** Opening DATA FOR THIS EXERCISE block **

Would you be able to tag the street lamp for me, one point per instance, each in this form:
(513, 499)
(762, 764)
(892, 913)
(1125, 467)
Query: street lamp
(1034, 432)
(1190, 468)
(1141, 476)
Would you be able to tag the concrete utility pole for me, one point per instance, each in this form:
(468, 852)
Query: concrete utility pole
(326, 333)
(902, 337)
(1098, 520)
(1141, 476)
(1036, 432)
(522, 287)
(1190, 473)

** Closing DATA FOR THIS EXERCISE block **

- [YOUR TASK]: Each record above, in full: retype it verbatim.

- [RESPONSE BELOW]:
Would you be able to tag the street lamp for me, one point per instance, each in this form:
(513, 499)
(762, 764)
(892, 913)
(1125, 467)
Query: street lamp
(1034, 432)
(1190, 468)
(1141, 476)
Would you be able to tag the concrete utility pole for me, one point per instance, each in this form:
(468, 852)
Query: concrete utility pole
(326, 333)
(902, 337)
(1098, 520)
(1141, 476)
(1036, 432)
(522, 287)
(1190, 473)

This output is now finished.